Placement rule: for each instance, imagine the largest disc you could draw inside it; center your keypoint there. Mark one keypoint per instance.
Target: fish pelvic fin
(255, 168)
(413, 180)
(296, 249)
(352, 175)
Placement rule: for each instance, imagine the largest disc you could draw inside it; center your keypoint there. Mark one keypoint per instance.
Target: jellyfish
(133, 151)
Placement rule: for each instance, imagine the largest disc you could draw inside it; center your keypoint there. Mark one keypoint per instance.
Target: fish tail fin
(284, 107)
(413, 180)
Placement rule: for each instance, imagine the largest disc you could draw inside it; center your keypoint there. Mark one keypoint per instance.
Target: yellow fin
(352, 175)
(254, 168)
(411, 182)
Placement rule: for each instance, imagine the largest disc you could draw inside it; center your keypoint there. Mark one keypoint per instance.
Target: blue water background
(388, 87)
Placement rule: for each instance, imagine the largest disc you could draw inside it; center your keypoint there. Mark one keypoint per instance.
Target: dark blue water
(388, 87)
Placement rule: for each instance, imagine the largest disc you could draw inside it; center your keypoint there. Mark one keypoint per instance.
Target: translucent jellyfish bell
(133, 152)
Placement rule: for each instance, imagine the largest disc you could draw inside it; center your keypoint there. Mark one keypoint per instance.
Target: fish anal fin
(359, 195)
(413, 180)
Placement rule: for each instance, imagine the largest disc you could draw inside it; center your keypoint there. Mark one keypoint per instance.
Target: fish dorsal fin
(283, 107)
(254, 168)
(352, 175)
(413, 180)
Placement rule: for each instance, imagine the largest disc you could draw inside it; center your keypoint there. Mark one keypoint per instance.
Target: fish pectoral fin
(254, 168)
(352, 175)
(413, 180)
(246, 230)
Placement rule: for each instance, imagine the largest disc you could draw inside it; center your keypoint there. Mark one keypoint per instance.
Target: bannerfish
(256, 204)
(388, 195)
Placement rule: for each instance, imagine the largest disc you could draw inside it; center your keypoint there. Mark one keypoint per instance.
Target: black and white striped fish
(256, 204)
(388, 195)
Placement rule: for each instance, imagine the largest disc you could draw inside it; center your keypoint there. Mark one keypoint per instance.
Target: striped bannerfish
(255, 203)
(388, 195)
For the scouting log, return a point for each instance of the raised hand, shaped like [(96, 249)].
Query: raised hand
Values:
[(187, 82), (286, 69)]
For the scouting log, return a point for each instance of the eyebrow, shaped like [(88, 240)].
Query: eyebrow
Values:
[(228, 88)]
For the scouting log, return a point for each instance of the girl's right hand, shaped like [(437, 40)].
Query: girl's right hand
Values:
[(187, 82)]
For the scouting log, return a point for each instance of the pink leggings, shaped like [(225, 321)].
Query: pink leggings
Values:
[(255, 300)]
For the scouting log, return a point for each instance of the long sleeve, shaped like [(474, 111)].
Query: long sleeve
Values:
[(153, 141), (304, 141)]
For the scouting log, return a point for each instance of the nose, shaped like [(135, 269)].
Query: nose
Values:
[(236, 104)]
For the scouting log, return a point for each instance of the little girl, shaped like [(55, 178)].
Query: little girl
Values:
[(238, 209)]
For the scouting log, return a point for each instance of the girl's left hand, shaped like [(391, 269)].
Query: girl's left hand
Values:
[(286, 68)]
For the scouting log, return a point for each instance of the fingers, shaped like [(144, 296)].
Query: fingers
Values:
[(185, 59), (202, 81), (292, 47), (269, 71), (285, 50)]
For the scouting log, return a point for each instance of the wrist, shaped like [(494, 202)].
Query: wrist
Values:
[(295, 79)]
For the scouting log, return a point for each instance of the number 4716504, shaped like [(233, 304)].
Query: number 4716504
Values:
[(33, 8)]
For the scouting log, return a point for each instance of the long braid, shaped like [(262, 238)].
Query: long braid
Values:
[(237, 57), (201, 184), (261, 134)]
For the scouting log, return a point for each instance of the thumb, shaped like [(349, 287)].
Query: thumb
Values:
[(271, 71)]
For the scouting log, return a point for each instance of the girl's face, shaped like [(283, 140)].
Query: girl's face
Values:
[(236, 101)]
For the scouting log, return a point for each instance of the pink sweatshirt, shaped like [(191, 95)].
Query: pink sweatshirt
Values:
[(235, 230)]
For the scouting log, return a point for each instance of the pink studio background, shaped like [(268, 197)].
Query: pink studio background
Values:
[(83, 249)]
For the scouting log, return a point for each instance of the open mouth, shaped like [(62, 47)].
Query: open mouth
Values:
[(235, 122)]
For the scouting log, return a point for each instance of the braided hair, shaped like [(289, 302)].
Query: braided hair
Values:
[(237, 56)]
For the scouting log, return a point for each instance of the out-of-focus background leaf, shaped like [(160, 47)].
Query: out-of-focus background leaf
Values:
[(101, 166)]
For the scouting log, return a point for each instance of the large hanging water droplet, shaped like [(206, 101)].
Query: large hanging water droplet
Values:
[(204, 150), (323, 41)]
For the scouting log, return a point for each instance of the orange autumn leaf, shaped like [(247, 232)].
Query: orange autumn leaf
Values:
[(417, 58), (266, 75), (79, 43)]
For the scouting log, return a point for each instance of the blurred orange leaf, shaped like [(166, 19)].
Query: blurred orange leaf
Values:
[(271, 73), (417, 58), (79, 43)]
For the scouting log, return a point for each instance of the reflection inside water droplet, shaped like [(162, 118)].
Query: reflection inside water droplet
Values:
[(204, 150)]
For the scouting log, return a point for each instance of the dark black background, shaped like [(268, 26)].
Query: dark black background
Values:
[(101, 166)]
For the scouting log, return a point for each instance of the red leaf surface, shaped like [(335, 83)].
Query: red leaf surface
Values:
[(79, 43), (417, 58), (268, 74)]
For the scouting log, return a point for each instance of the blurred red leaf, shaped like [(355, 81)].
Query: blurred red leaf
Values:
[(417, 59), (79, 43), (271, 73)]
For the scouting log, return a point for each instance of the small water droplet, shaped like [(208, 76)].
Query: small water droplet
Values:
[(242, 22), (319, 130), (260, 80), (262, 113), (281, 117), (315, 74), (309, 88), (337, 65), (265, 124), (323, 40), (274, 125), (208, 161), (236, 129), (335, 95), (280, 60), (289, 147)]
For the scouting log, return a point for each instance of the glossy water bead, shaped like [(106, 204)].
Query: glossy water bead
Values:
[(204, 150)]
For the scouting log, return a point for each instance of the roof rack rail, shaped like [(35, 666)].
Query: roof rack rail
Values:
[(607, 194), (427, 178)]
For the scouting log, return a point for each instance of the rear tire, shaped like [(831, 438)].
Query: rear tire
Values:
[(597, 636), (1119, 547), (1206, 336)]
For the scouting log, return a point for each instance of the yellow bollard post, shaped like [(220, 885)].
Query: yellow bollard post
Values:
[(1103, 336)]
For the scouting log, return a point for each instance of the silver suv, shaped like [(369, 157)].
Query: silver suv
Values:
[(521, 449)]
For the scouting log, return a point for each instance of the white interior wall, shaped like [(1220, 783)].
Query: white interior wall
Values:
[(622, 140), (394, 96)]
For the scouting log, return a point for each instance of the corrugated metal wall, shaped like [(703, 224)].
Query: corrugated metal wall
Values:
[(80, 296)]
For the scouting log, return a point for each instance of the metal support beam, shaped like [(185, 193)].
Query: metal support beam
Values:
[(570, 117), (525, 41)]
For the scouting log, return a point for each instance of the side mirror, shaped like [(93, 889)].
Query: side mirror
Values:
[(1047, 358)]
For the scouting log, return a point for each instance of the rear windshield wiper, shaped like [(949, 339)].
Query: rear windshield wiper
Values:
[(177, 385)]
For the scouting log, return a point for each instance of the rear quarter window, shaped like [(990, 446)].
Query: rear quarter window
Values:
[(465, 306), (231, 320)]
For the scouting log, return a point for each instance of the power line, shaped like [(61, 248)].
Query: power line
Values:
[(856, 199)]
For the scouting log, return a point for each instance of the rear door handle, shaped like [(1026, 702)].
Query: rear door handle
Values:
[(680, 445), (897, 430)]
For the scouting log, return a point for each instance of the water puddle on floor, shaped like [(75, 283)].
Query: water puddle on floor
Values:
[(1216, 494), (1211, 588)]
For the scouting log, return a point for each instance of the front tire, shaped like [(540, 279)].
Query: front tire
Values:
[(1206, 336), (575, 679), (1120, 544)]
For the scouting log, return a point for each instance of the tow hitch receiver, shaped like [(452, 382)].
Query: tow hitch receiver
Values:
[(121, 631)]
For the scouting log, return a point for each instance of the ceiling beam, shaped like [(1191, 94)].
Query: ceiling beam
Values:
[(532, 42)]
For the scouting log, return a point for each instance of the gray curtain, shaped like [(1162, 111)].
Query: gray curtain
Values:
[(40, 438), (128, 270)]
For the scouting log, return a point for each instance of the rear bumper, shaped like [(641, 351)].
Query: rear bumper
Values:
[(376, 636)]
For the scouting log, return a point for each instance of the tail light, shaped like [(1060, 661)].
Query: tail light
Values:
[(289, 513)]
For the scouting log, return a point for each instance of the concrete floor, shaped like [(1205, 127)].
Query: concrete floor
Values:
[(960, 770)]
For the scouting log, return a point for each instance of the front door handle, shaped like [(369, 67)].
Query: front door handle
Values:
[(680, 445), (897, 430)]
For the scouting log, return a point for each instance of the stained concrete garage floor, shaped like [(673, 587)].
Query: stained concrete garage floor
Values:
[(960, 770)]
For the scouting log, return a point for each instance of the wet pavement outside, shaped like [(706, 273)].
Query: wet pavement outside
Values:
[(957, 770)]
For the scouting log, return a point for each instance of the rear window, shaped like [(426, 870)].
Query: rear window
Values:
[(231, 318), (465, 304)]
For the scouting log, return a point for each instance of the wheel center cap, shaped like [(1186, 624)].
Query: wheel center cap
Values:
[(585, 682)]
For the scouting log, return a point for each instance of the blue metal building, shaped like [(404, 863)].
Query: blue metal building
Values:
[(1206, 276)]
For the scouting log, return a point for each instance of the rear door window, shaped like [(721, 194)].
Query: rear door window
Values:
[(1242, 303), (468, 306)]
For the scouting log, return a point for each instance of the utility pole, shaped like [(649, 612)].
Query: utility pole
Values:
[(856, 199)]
----
Reproduce the items verbatim, starting at the line that contains "like [(452, 382)]." and ending at the line that contains "[(121, 631)]", both included.

### Complete response
For the scouting log, return a point for each instance of the tow hitch receiver, shaped like [(452, 382)].
Query: tow hitch receiver
Values:
[(121, 631)]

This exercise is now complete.